EXTRACTED TEXT:
-- Opening Marker --
At home, only empathy will allow think tanks as elite institutions to adequately represent — and, when necessary, not represent — the interests of larger social groups. The accusations levelled against “experts” and “non-elected elites” should on the whole be taken very seriously, while at the same time not rejecting the burden of responsibility. This only highlights the importance of the work of the intellectual community to understand their own societies (Yekaterina Malofeyeva set this task very succinctly in a recent article for [4].


Second. Technological progress in the fields of communications, artificial intelligence, medicine and biotechnology, alongside the changes in the structure of the global economy and politics in the next few decades, will create a huge number of new moral and ethical questions for humanity. And the only way to tackle these questions is by refocusing on humanitarian knowledge, practically applicable notions about being human in the new technological, political and economic context.


Philosophers, science fiction writers and, in some cases, academics have long been struggling with a number of these issues, but, as a rule, policymakers usually fall behind. Think tanks should occupy the space between power and intellect and work to develop concrete political solutions in the field of new ethics, or at least serve as a catalyst for discussions about them. The integration of knowledge is a vital task today, and think tanks are well placed to use their convening power for interdisciplinary and interclass dialogue.


Third. The populist wave and the questions posed by social media about the existing models of democracy only heighten the significance of think tanks as the Fifth Estate. Unlike the media, which receives the majority of its income through advertising, non-profit think tanks are well positioned to ensure the most important condition for democratic governance — the basic political awareness and literacy of voters. More importantly, in a society that is polarized and fragmented into echo chambers, it is clear that, strictly speaking, “public opinion” does not exist [5]. The “voice of the people” cannot be heard on social media, in opinion polls, or at rallies. The idea that we could accurately measure real sentiment, one existing before the measurement even began, turned out to be an illusion, as the observed results could be a result of disinformation, human error or even the measurement itself.


Public opinion on any given issue does not exist until at least one approach to the problem has been submitted for judgement. As the father of modern public relations Edward Bernays aptly put in, public opinion “crystallizes” around a specific thesis, like a pearl around a speck of dust [6]. Academic researchers do not often engage in such things, but for think tanks, the transfer of ideas based on methods and principles to the field of public policy is becoming a vital task. Provided, of course, that policy institutes can declare, to themselves at least, that they base their approaches on some principles of knowledge production.
-- Closing Marker --
EXERCISE DESCRIPTION:
Render this sentence from the excerpt on think tanks in Spanish: "The “voice of the people” cannot be heard on social media, in opinion polls, or at rallies."

Records contained in a dataset:
-- Opening Marker --
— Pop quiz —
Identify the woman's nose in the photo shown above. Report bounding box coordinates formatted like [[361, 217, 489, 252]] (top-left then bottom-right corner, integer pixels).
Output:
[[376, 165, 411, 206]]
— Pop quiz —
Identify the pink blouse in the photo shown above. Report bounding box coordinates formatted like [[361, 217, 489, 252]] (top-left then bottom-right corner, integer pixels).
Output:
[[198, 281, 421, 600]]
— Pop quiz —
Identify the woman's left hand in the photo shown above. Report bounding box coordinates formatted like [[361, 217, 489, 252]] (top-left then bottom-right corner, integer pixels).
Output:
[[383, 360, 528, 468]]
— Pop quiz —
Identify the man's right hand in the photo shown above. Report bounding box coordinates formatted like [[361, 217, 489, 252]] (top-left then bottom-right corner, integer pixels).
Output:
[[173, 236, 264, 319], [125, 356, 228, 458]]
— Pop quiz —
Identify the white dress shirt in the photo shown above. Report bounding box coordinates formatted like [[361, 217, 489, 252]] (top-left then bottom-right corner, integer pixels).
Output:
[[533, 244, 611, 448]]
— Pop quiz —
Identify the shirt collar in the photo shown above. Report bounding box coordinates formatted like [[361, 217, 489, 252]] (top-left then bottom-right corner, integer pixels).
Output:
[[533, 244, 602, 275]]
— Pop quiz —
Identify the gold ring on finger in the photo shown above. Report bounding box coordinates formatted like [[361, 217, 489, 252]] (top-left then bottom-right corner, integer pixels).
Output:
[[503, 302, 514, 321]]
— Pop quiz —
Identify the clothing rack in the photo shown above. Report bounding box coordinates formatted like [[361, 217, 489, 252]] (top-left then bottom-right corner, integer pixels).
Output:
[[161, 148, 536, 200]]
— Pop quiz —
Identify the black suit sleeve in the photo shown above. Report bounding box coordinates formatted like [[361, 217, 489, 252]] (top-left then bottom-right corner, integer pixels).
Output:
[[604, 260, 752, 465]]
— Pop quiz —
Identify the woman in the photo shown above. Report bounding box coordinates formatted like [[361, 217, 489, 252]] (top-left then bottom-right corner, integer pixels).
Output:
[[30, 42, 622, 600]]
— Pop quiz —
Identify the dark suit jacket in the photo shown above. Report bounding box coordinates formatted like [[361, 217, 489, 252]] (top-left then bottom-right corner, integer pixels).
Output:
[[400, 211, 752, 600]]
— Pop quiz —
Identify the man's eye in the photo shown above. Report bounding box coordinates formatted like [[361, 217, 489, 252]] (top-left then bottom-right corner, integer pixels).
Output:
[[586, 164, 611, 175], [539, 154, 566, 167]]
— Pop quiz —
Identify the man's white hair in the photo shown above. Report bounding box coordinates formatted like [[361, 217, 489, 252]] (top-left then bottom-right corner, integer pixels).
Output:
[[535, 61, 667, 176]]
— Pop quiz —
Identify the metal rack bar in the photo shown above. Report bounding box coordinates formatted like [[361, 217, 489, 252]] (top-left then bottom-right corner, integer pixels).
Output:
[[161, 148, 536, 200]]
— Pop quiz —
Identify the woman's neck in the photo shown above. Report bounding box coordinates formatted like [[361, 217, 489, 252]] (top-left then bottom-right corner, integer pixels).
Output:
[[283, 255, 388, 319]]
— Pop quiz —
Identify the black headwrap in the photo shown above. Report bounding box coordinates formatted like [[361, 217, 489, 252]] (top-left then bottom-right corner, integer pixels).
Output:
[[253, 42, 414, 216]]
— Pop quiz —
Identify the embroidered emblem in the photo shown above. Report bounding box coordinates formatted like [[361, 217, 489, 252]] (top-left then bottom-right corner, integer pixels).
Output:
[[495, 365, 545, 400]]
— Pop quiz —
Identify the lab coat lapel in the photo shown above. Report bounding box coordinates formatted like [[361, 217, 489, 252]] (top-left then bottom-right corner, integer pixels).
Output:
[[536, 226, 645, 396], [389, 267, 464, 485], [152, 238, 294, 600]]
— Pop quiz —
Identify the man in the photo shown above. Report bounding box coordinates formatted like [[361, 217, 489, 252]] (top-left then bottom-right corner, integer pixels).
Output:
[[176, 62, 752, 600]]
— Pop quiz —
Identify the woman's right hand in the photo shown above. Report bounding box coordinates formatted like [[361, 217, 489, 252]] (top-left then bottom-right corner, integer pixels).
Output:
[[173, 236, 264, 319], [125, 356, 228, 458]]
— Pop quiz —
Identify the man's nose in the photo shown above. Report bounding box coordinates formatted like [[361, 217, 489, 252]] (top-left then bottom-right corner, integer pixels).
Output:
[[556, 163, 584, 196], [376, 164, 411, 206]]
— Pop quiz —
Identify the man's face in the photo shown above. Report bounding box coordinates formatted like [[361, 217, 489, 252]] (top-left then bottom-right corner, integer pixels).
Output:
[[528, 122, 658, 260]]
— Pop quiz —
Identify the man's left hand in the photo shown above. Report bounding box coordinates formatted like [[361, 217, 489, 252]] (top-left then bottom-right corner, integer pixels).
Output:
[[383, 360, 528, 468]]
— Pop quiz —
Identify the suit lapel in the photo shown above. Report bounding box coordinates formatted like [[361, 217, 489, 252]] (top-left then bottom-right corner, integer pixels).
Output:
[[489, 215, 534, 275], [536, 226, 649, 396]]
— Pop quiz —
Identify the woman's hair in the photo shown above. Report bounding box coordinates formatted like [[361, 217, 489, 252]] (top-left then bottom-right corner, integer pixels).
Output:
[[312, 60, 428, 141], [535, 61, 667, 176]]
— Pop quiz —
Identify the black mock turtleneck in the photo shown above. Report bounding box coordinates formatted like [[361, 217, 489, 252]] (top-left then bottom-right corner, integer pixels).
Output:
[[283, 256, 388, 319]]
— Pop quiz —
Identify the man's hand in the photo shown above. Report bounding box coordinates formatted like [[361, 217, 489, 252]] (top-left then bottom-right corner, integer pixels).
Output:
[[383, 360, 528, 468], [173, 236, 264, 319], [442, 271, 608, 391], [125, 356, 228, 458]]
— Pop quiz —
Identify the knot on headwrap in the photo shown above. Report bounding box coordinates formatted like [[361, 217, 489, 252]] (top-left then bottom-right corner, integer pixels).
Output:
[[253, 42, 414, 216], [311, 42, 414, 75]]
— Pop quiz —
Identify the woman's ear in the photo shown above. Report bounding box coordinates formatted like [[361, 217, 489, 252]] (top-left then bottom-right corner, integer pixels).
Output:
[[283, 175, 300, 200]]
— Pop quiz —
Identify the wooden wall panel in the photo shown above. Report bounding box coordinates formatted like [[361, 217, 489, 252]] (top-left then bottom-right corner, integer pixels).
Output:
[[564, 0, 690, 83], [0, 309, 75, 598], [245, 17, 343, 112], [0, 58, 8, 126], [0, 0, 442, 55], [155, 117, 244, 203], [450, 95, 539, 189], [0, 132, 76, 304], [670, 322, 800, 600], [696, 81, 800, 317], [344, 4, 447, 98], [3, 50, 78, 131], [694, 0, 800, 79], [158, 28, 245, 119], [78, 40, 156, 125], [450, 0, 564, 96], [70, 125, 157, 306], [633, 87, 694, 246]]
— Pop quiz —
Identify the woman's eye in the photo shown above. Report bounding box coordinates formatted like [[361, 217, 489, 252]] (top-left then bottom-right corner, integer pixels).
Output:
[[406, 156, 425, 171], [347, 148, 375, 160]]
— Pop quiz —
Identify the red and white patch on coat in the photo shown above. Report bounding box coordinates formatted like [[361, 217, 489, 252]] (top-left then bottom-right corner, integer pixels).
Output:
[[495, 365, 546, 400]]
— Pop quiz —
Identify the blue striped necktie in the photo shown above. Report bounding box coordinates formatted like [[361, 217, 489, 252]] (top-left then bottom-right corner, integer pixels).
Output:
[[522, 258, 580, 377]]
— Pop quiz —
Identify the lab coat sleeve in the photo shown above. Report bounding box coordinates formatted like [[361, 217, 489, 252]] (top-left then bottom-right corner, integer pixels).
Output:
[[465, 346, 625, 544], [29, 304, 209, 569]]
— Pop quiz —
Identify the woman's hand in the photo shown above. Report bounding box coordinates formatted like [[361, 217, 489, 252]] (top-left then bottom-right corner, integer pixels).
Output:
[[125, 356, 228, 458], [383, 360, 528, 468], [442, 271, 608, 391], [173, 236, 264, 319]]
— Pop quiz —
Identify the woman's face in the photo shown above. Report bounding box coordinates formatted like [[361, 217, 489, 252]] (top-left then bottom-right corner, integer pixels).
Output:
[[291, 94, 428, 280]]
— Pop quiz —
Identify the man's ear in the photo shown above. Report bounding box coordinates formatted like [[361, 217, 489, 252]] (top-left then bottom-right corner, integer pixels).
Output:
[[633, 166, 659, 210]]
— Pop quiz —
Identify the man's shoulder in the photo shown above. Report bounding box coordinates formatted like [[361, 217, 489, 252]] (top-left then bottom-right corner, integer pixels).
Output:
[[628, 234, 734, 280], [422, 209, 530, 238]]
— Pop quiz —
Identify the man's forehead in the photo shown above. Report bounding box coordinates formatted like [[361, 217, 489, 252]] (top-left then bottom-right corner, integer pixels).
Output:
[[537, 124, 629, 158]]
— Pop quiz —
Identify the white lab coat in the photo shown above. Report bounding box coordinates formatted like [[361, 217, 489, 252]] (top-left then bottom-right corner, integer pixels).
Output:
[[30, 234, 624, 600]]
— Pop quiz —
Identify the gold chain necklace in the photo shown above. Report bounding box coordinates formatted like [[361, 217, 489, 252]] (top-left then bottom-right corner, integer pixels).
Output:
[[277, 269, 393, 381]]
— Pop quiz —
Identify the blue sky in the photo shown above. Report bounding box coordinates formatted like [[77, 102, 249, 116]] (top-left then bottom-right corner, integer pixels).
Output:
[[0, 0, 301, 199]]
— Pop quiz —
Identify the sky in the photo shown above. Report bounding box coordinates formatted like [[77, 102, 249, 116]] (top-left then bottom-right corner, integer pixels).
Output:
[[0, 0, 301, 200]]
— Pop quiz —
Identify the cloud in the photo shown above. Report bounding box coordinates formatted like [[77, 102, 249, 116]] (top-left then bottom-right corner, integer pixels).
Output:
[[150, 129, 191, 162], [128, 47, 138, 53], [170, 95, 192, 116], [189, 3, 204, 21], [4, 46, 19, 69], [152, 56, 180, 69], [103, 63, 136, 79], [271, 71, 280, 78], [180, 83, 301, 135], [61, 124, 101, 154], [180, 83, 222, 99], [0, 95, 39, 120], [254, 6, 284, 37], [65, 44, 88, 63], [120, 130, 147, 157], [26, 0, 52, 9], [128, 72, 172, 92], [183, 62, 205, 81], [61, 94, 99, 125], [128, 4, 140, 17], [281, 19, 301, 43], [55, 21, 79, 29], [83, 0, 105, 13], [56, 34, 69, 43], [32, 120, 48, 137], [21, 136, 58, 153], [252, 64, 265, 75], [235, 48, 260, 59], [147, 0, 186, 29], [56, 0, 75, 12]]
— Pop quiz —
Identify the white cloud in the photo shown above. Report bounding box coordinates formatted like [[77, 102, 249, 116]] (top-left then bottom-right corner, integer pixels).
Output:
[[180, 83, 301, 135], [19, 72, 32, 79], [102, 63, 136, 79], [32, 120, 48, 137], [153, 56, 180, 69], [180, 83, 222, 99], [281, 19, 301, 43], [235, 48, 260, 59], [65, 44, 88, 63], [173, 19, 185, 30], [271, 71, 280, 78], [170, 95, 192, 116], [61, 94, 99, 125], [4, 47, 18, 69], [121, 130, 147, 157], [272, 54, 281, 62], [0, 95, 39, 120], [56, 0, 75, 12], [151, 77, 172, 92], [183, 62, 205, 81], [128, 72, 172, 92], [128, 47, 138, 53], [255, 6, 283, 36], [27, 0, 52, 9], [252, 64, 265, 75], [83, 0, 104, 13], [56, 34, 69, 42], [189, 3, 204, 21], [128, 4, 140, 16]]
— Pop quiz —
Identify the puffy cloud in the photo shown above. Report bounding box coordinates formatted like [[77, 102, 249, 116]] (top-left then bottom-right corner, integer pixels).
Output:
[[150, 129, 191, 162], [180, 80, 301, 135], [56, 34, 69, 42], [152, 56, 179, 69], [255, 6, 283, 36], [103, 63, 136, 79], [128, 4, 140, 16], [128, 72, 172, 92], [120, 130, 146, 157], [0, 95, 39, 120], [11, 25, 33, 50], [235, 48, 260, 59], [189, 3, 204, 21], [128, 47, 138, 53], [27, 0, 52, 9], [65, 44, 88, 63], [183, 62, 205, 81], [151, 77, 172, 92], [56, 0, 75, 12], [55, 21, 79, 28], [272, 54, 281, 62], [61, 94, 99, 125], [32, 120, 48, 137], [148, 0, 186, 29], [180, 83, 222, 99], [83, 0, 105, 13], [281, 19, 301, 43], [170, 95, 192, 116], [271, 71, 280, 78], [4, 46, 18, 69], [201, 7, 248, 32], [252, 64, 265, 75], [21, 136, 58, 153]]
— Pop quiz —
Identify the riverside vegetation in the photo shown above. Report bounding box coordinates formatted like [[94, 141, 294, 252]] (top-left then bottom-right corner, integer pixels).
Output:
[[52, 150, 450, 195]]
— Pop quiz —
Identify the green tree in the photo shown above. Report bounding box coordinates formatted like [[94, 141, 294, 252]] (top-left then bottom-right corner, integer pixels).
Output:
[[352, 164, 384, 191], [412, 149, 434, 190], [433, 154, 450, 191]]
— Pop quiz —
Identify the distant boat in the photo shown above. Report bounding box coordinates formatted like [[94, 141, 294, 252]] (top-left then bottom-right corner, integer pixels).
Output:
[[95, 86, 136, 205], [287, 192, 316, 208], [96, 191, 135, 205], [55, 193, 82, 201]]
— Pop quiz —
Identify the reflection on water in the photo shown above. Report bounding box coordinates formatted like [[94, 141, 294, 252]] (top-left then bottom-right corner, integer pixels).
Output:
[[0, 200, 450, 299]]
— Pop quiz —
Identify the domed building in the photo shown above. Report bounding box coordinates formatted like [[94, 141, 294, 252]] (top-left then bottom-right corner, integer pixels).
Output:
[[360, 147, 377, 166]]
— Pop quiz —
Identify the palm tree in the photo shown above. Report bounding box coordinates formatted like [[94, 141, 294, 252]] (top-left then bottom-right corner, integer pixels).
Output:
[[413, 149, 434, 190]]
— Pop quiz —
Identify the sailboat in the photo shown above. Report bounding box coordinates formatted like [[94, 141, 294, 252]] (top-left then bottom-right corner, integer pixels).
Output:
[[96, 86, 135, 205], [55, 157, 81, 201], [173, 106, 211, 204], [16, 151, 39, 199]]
-- Closing Marker --
EXERCISE OUTPUT:
La «voz del pueblo» no se puede oír en las redes sociales, en las encuestas de opinión ni en los mítines.